▶ CHALLENGES:
A. Reproduce word for word the stretch from "The administrator-controlled replay" through "50 log files." in the passage on Exchange log replay delay.
B. Please resume the passage on Exchange log replay delay after its last sentence and keep writing.

▶ SOURCE TEXT:
——

The administrator-controlled replay delay is set using a parameter called ReplayLagTime, which dictates the amount of time the Exchange replication service should wait before replaying log files that have been copied to the SCR target computer. The format is Days.Hours:Minutes:Seconds, and the default value is 24 hours. The maximum allowable setting for this value is seven days. The minimum allowable setting is zero seconds, and setting this value to zero seconds effectively eliminates any delay in log replay activity above the default delay of 50 log files.
In addition to ReplayLagTime, Exchange has a built-in, hardcoded delay of 50 log files, regardless of the value for ReplayLagTime. To determine when a log file should be replayed, Exchange uses the larger of ReplayLagTime or x log files, where x=50. This is an additional safeguard against the need to reseed a storage group in situations where an SCR source that uses continuous replication (for example, a clustered mailbox server in a CCR environment) experiences a failover and one or more storage groups need to be brought online using the Restore-StorageGroupCopy cmdlet. (Seeding is the process of using the Extensible Storage Engine (ESE) streaming backup APIs to make an online copy of the SCR source database on the SCR target computer.) By delaying replay activity on the SCR targets, when a lossy failover for an SCR source occurs, the chances of needing to reseed the SCR copies will be minimized because the nature of the data loss on the SCR source puts the two copies closer together in time.

——

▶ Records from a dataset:
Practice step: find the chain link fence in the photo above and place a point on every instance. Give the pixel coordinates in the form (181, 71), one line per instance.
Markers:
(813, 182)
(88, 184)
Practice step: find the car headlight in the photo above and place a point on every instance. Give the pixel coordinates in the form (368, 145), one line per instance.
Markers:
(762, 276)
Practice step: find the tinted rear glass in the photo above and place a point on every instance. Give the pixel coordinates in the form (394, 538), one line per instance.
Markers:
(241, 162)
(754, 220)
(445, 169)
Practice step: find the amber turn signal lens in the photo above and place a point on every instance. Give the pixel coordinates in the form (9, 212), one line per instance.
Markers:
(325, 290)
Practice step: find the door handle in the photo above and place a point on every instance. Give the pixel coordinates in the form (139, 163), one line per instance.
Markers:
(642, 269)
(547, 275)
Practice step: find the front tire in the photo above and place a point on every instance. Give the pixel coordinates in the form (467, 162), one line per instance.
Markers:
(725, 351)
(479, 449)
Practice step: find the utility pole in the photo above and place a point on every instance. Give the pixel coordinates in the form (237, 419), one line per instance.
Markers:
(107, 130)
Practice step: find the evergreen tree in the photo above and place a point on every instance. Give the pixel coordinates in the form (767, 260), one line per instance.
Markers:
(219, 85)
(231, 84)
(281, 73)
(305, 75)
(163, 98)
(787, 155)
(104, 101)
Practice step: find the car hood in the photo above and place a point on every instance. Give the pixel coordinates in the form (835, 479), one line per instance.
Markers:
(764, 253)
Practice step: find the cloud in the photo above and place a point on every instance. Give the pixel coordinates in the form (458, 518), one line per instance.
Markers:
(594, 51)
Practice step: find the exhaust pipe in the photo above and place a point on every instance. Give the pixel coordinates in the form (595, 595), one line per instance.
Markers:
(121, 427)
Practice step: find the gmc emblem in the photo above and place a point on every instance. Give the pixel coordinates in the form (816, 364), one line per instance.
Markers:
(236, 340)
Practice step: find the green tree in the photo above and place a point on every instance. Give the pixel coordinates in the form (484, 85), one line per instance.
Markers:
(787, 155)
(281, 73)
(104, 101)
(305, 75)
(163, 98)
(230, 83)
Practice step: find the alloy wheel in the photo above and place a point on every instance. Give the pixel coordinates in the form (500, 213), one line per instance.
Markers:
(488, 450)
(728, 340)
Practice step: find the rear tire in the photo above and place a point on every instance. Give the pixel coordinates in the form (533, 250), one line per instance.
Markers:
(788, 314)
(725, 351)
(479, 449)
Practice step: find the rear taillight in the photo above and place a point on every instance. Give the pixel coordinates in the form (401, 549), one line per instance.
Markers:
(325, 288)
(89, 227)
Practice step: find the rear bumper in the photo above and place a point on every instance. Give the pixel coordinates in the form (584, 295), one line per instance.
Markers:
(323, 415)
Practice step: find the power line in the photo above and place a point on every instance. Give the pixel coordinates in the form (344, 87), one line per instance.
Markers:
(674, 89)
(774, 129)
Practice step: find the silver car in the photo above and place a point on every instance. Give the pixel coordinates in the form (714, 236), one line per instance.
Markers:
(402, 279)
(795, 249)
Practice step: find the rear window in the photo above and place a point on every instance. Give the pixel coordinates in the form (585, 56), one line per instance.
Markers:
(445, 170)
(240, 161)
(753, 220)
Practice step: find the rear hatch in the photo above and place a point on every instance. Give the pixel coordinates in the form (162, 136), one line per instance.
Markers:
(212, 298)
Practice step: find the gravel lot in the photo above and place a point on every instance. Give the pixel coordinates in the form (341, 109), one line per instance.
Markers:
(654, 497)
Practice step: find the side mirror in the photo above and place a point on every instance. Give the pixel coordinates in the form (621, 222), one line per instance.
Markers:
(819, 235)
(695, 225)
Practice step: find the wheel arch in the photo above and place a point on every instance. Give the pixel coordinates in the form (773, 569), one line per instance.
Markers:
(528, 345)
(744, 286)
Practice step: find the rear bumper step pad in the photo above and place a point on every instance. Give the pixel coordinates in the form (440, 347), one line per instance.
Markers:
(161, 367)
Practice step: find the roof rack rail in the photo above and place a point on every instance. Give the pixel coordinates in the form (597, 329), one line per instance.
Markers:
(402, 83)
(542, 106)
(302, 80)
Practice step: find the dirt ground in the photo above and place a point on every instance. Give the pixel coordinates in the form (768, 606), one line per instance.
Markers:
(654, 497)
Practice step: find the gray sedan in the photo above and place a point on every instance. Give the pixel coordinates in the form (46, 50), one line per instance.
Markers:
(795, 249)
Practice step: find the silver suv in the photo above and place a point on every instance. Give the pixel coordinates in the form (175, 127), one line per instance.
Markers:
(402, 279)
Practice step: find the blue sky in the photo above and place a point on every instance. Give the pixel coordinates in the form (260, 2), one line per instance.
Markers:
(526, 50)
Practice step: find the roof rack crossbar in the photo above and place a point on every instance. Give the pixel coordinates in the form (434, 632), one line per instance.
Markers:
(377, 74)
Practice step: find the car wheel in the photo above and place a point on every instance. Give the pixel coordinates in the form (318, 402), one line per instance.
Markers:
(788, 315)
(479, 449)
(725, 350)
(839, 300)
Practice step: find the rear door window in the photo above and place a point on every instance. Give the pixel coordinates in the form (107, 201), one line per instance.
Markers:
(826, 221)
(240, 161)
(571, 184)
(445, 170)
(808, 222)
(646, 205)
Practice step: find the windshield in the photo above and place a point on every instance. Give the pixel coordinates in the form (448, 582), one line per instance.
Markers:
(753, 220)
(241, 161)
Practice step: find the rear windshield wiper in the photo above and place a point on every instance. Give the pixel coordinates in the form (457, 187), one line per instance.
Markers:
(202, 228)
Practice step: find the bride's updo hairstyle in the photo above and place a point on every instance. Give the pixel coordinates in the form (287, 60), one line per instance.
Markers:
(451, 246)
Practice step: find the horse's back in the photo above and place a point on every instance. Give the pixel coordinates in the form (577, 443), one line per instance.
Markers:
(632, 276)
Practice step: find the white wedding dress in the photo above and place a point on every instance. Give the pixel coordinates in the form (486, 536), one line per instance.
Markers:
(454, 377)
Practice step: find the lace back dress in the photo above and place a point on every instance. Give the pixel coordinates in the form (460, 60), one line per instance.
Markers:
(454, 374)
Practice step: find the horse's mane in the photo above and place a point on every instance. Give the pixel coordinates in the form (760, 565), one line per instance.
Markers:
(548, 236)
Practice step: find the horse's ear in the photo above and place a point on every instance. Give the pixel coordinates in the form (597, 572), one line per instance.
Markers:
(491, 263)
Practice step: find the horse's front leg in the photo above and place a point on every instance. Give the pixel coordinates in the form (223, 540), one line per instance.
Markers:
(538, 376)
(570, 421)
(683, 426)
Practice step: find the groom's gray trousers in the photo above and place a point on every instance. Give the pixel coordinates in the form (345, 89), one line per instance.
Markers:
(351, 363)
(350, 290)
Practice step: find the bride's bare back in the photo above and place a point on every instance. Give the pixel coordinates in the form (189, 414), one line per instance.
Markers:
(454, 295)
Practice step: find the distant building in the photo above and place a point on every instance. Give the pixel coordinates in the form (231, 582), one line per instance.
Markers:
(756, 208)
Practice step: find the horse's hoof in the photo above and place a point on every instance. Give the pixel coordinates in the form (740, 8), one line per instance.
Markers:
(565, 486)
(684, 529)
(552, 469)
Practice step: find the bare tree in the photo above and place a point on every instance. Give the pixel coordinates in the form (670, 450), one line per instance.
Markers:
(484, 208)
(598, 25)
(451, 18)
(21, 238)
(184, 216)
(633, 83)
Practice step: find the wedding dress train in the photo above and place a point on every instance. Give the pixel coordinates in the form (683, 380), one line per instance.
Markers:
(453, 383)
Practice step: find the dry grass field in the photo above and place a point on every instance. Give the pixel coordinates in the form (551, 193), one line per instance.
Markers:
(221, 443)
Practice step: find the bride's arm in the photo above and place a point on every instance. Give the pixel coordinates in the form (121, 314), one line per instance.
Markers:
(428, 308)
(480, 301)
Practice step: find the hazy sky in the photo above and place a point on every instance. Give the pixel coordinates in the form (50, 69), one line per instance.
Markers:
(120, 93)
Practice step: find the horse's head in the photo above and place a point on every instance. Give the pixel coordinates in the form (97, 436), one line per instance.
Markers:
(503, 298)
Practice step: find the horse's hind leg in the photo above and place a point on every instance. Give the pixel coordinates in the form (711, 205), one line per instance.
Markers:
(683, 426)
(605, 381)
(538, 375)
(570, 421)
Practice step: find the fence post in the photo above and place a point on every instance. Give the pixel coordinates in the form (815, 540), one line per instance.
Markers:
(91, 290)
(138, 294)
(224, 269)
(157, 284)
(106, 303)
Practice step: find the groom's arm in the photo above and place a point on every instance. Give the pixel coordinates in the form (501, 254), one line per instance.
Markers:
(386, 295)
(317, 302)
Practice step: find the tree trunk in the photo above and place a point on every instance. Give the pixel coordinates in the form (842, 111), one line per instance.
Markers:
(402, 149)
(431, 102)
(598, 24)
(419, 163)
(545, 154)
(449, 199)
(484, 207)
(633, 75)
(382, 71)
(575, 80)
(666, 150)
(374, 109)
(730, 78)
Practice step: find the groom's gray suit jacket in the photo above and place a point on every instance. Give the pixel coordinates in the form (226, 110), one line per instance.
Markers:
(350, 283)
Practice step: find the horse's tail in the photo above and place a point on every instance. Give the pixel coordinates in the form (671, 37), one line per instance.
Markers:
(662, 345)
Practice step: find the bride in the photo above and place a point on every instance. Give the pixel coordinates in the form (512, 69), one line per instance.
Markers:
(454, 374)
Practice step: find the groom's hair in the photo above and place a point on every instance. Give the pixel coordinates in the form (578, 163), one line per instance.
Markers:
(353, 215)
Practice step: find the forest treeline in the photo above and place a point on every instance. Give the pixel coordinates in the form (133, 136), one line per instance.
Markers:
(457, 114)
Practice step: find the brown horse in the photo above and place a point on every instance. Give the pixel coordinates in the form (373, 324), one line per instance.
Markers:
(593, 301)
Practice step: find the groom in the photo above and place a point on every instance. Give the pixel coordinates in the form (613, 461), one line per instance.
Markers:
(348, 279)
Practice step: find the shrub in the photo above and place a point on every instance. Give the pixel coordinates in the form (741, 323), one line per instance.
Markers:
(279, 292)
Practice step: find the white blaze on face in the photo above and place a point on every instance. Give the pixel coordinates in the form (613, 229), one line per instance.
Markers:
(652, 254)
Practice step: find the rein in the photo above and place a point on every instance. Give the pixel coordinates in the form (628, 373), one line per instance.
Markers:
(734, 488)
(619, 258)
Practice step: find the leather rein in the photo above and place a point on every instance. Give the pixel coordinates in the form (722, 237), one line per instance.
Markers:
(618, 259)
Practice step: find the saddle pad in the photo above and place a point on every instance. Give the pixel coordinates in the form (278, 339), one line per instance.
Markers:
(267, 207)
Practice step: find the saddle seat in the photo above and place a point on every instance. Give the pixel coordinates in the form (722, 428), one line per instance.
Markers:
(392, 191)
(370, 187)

——

▶ ANSWERS BY TASK:
A.
The administrator-controlled replay delay is set using a parameter called ReplayLagTime, which dictates the amount of time the Exchange replication service should wait before replaying log files that have been copied to the SCR target computer. The format is Days.Hours:Minutes:Seconds, and the default value is 24 hours. The maximum allowable setting for this value is seven days. The minimum allowable setting is zero seconds, and setting this value to zero seconds effectively eliminates any delay in log replay activity above the default delay of 50 log files.

B.
Truncation Lag Time
In the RTM version of Exchange 2007, rules are enforced in a continuous replication environment so that a log file is not deleted unless it has been backed up and replayed into the copy of the database. When using SCR, this rule is modified. SCR (which introduces the concept of multiple database copies) allows log files to be truncated on the SCR source computer as soon as they are inspected by all SCR target computers. Log truncation at the SCR source server does not wait until all logs have been replayed into all SCR targets because SCR target copies can be configured with large log replay lag times.
You can also add an additional delay to log truncation by using a new parameter called TruncationLagTime, which specifies how long the Exchange replication service should wait (in Days.Hours:Minutes:Seconds format) before truncating log files that have been copied to the SCR target computer and replayed into the copy of the database. The time period begins as soon as the log files have been successfully replayed into the copy of the database. The maximum allowable setting for this value is seven days, while the minimum is zero seconds, although zero seconds effectively eliminates any delay in log truncation activity.
In an SCR environment, a background thread runs every three minutes to determine if any log files need to be truncated. If the log file generation sequence is below the log file checkpoint for the storage group, and the log file is older than ReplayLagTime + TruncationLagTime, a log file on the SCR target will be truncated.
In an LCR or CCR environment that is extended with SCR, a log file on the SCR target will be truncated if the following four criteria are met: the log file has been backed up, the log file generation sequence is below the log file checkpoint for the storage group, the passive copy of the storage group is in a state that allows the log file to be truncated, and all SCR targets have inspected the log file.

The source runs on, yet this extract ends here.